┌─ Extrait

Les mouvements de décolonisation et l’indépendance des pays colonisés n’ont pas été accompagnés d’une décolonisation des esprits et des structures sociales dans nos sociétés. Les sciences sociales et les mondes militants parlent au contraire d’un continuum colonial : rien n’indique qu’il y ait eu une réelle rupture avec la période coloniale et/ou esclavagiste, et avec les imaginaires racistes qui ont prévalu durant plusieurs siècles.

└─
┌─ Données présentées

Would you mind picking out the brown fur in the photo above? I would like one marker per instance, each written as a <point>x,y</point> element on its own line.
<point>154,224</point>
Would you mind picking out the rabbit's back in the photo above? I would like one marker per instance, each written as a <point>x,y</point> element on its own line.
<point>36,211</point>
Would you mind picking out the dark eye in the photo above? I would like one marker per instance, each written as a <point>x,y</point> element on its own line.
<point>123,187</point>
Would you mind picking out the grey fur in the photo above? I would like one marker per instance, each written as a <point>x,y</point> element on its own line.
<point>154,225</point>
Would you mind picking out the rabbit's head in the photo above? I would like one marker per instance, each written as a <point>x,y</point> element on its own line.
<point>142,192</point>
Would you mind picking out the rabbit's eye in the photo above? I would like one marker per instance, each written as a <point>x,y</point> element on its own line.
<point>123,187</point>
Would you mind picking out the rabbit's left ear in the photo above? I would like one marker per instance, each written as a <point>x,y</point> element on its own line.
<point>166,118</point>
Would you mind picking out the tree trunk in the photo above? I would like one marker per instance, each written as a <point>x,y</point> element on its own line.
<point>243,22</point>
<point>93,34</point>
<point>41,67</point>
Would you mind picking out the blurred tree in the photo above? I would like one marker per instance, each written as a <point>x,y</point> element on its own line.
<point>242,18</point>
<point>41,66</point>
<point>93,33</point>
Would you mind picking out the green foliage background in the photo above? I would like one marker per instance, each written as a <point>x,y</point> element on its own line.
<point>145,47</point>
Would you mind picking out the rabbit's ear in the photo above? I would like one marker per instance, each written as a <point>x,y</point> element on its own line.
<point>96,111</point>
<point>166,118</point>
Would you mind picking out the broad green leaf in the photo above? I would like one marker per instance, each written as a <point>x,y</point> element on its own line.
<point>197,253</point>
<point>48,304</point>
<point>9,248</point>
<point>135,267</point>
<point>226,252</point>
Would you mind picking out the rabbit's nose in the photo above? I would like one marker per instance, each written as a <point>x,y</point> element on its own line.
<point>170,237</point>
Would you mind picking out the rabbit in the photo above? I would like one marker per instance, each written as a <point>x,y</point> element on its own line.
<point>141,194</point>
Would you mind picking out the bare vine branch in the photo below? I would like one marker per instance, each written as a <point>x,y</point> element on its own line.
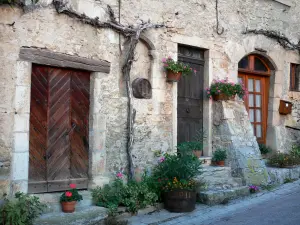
<point>277,36</point>
<point>132,34</point>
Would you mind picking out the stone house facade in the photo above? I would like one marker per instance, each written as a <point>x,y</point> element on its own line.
<point>212,37</point>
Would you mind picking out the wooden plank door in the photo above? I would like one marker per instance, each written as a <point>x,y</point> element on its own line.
<point>257,103</point>
<point>65,114</point>
<point>190,96</point>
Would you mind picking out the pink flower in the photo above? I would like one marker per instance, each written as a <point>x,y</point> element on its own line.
<point>68,194</point>
<point>119,175</point>
<point>162,159</point>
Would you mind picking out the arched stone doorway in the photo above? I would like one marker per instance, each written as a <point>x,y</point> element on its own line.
<point>256,73</point>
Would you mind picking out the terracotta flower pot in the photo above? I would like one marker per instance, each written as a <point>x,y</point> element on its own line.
<point>197,153</point>
<point>180,201</point>
<point>68,207</point>
<point>222,97</point>
<point>220,163</point>
<point>172,76</point>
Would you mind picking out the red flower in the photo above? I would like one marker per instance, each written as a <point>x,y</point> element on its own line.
<point>68,194</point>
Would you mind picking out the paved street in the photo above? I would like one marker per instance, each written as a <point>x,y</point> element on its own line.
<point>278,207</point>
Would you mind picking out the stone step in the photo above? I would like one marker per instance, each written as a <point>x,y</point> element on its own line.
<point>53,203</point>
<point>222,196</point>
<point>219,178</point>
<point>87,216</point>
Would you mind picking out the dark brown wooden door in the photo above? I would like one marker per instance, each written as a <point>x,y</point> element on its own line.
<point>255,74</point>
<point>190,96</point>
<point>58,129</point>
<point>257,103</point>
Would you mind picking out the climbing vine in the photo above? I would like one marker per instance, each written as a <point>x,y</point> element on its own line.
<point>277,36</point>
<point>132,33</point>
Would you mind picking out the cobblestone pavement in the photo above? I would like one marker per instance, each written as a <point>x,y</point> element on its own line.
<point>277,207</point>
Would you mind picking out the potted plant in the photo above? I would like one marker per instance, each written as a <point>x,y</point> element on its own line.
<point>253,189</point>
<point>219,157</point>
<point>225,90</point>
<point>175,174</point>
<point>176,69</point>
<point>264,150</point>
<point>193,147</point>
<point>69,198</point>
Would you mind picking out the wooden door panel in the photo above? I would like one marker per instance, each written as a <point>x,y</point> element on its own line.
<point>58,152</point>
<point>190,102</point>
<point>257,103</point>
<point>38,130</point>
<point>80,85</point>
<point>58,129</point>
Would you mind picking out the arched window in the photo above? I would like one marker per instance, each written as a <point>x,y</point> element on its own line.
<point>254,64</point>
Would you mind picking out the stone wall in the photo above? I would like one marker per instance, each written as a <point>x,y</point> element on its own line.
<point>233,131</point>
<point>188,22</point>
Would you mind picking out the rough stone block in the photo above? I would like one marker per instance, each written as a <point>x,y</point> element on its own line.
<point>21,142</point>
<point>21,123</point>
<point>22,99</point>
<point>20,166</point>
<point>218,197</point>
<point>19,186</point>
<point>23,73</point>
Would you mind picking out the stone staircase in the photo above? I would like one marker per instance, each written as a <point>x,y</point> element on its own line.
<point>220,186</point>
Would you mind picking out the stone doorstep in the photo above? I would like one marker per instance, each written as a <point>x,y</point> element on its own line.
<point>53,204</point>
<point>89,215</point>
<point>206,160</point>
<point>222,196</point>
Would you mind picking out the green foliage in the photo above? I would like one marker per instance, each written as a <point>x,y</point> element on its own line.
<point>16,2</point>
<point>283,160</point>
<point>295,151</point>
<point>189,147</point>
<point>170,64</point>
<point>219,155</point>
<point>181,166</point>
<point>71,195</point>
<point>21,211</point>
<point>133,195</point>
<point>289,180</point>
<point>227,88</point>
<point>264,149</point>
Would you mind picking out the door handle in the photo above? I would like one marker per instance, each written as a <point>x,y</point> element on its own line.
<point>73,127</point>
<point>47,156</point>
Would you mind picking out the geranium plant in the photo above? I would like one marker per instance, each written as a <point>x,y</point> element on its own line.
<point>253,189</point>
<point>177,67</point>
<point>227,88</point>
<point>71,195</point>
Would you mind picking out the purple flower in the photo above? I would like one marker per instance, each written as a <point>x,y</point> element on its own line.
<point>119,175</point>
<point>162,159</point>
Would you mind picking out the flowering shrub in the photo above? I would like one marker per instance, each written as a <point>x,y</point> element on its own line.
<point>71,195</point>
<point>227,88</point>
<point>253,188</point>
<point>133,195</point>
<point>283,160</point>
<point>170,64</point>
<point>176,184</point>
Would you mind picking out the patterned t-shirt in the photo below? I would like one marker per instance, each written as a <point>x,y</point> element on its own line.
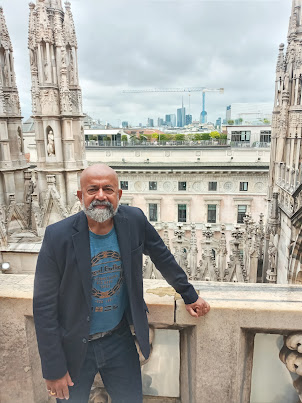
<point>109,293</point>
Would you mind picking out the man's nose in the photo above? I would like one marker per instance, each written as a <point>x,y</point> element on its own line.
<point>100,195</point>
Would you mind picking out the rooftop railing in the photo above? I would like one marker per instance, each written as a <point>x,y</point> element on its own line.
<point>153,144</point>
<point>231,355</point>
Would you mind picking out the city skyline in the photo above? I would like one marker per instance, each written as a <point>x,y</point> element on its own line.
<point>215,54</point>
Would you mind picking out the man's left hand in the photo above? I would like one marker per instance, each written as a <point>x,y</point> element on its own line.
<point>198,308</point>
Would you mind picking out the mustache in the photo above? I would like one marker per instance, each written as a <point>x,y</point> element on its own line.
<point>95,203</point>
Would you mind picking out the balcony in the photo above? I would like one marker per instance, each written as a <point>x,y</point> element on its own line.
<point>231,355</point>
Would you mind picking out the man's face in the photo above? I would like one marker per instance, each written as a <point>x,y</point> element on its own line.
<point>100,195</point>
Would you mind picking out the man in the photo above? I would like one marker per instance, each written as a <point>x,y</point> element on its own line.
<point>89,287</point>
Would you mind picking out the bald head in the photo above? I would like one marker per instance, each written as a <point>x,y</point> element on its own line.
<point>98,171</point>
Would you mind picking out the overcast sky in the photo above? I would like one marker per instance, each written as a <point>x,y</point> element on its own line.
<point>133,44</point>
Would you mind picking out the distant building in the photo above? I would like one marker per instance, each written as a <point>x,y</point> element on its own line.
<point>170,120</point>
<point>203,117</point>
<point>160,122</point>
<point>150,122</point>
<point>249,113</point>
<point>218,123</point>
<point>248,135</point>
<point>188,119</point>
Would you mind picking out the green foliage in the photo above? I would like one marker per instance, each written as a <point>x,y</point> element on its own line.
<point>215,135</point>
<point>179,137</point>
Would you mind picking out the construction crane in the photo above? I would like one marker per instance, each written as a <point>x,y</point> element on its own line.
<point>194,89</point>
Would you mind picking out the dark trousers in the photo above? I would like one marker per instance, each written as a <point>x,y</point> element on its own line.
<point>116,358</point>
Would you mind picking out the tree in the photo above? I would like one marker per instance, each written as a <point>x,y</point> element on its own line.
<point>215,135</point>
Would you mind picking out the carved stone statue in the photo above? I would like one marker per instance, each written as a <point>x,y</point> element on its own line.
<point>50,144</point>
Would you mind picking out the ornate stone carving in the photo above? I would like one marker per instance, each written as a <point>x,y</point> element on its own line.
<point>291,356</point>
<point>51,143</point>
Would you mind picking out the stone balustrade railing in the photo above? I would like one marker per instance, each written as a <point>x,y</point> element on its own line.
<point>216,352</point>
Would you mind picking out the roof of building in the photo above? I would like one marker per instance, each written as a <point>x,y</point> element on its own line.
<point>188,166</point>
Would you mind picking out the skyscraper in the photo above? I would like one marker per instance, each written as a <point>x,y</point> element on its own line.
<point>150,122</point>
<point>188,119</point>
<point>181,116</point>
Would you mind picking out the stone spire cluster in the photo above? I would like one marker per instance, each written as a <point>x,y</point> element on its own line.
<point>284,228</point>
<point>56,99</point>
<point>12,159</point>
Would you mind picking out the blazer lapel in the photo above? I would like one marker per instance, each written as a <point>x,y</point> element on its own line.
<point>82,252</point>
<point>122,229</point>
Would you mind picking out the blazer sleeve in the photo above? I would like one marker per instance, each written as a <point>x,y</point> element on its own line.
<point>165,262</point>
<point>45,307</point>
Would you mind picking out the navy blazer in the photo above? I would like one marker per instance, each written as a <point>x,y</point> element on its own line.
<point>62,288</point>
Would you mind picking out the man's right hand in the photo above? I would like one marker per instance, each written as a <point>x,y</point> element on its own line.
<point>59,387</point>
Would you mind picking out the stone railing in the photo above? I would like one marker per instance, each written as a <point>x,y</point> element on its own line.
<point>219,356</point>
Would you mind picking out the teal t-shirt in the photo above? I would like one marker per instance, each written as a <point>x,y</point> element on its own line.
<point>109,293</point>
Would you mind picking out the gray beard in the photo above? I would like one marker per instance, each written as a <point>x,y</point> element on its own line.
<point>100,215</point>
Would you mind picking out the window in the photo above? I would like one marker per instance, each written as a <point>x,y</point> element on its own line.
<point>182,185</point>
<point>241,212</point>
<point>241,136</point>
<point>124,185</point>
<point>211,213</point>
<point>212,186</point>
<point>243,187</point>
<point>265,136</point>
<point>153,212</point>
<point>152,185</point>
<point>182,213</point>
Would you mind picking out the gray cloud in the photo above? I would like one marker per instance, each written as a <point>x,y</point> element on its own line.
<point>164,43</point>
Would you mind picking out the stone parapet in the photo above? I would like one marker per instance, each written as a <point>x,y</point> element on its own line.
<point>216,351</point>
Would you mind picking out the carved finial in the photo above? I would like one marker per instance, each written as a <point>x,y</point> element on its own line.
<point>280,61</point>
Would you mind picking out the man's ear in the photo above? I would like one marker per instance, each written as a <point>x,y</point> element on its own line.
<point>79,194</point>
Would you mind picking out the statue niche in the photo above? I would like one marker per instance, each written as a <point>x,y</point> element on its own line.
<point>50,142</point>
<point>20,141</point>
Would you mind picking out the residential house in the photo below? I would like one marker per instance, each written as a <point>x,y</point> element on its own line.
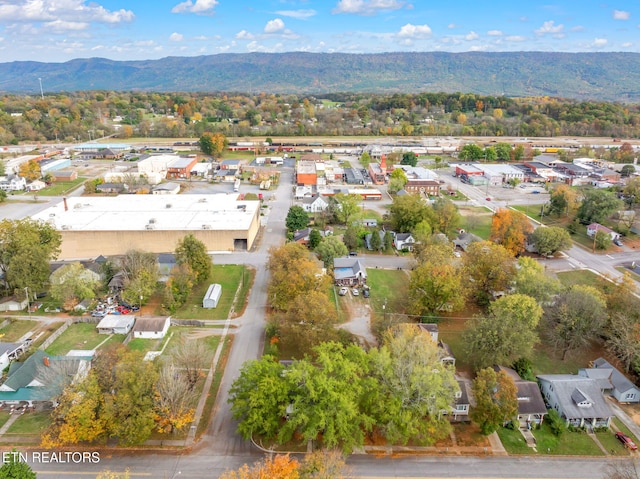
<point>594,227</point>
<point>531,406</point>
<point>12,183</point>
<point>349,271</point>
<point>577,399</point>
<point>314,204</point>
<point>38,380</point>
<point>212,296</point>
<point>404,241</point>
<point>116,324</point>
<point>151,328</point>
<point>612,381</point>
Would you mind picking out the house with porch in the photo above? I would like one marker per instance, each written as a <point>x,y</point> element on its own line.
<point>577,399</point>
<point>349,271</point>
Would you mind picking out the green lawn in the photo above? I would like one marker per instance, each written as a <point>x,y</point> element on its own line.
<point>230,276</point>
<point>61,187</point>
<point>77,336</point>
<point>18,328</point>
<point>31,423</point>
<point>568,443</point>
<point>513,441</point>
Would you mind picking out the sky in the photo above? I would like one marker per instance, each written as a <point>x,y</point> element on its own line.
<point>61,30</point>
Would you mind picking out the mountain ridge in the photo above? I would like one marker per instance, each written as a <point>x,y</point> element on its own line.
<point>610,76</point>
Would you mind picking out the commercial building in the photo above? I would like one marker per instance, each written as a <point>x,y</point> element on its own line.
<point>155,223</point>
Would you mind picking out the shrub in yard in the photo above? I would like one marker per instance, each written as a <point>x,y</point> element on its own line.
<point>556,423</point>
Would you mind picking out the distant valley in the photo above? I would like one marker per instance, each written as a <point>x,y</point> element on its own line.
<point>582,76</point>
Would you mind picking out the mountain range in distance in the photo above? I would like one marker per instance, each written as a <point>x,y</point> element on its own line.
<point>581,76</point>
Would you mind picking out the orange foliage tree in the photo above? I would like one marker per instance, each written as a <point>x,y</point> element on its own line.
<point>510,228</point>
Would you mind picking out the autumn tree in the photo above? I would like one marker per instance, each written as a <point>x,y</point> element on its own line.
<point>329,248</point>
<point>72,283</point>
<point>436,283</point>
<point>193,252</point>
<point>496,400</point>
<point>491,269</point>
<point>415,386</point>
<point>510,228</point>
<point>409,210</point>
<point>26,248</point>
<point>550,240</point>
<point>297,218</point>
<point>575,318</point>
<point>213,144</point>
<point>597,206</point>
<point>506,333</point>
<point>532,280</point>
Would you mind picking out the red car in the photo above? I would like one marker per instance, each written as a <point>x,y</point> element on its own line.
<point>626,440</point>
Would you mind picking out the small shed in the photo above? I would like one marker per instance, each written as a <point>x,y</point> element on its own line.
<point>212,297</point>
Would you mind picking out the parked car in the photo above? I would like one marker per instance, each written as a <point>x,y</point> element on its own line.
<point>626,441</point>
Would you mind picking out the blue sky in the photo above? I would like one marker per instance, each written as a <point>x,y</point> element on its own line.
<point>60,30</point>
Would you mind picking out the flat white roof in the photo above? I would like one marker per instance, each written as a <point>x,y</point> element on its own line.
<point>155,212</point>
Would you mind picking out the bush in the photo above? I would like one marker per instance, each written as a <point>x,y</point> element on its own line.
<point>555,422</point>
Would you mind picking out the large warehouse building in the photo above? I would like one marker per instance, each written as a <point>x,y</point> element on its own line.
<point>113,225</point>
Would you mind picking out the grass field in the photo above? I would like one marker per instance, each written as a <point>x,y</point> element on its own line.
<point>77,336</point>
<point>230,277</point>
<point>18,328</point>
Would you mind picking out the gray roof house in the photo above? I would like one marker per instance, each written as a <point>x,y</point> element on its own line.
<point>577,399</point>
<point>621,387</point>
<point>349,272</point>
<point>531,406</point>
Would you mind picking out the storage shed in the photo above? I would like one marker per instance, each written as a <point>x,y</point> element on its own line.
<point>212,297</point>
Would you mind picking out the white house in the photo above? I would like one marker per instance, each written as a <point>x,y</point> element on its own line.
<point>116,324</point>
<point>212,297</point>
<point>151,328</point>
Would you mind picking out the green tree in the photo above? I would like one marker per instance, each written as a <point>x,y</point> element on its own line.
<point>409,210</point>
<point>329,248</point>
<point>14,468</point>
<point>193,252</point>
<point>347,206</point>
<point>506,333</point>
<point>549,241</point>
<point>314,238</point>
<point>532,280</point>
<point>415,387</point>
<point>409,158</point>
<point>575,318</point>
<point>496,400</point>
<point>72,283</point>
<point>297,218</point>
<point>597,206</point>
<point>491,268</point>
<point>26,248</point>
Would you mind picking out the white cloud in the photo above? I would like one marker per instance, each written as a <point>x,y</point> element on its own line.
<point>414,31</point>
<point>299,14</point>
<point>274,26</point>
<point>200,7</point>
<point>471,36</point>
<point>621,15</point>
<point>549,27</point>
<point>367,7</point>
<point>72,11</point>
<point>244,35</point>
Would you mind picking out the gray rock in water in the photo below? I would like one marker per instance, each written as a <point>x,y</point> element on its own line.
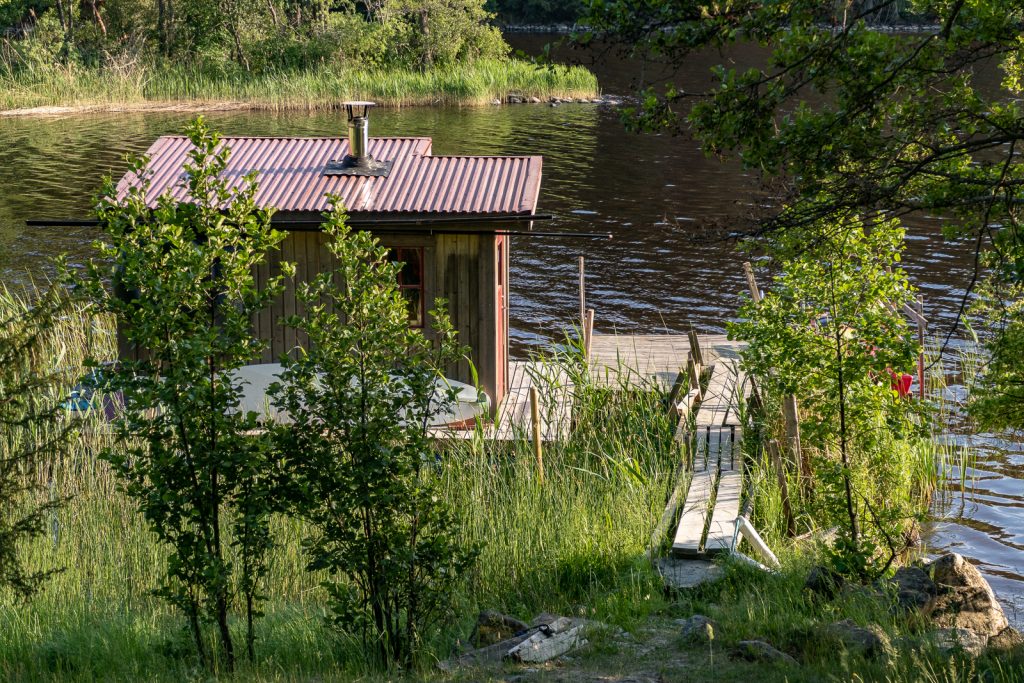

└─

**Problèmes à résoudre:**
1: Traduisez en anglais cette phrase de l'extrait sur la décolonisation : « Les mouvements de décolonisation et l’indépendance des pays colonisés n’ont pas été accompagnés d’une décolonisation des esprits et des structures sociales dans nos sociétés. »
2: D'après l'extrait sur la décolonisation, de quoi parlent les sciences sociales et les mondes militants ?
3: Modifiez le passage de l'extrait sur la décolonisation qui commence par « Les mouvements de » et se poursuit jusqu'à « durant plusieurs siècles. » en y remplaçant « esprits » par « mentalités », puis donnez-le en entier.

**Réponses successives:**
1: The decolonization movements and the independence of colonized countries were not accompanied by a decolonization of minds and social structures in our societies.

2: D'un continuum colonial.

3:
Les mouvements de décolonisation et l’indépendance des pays colonisés n’ont pas été accompagnés d’une décolonisation des mentalités et des structures sociales dans nos sociétés. Les sciences sociales et les mondes militants parlent au contraire d’un continuum colonial : rien n’indique qu’il y ait eu une réelle rupture avec la période coloniale et/ou esclavagiste, et avec les imaginaires racistes qui ont prévalu durant plusieurs siècles.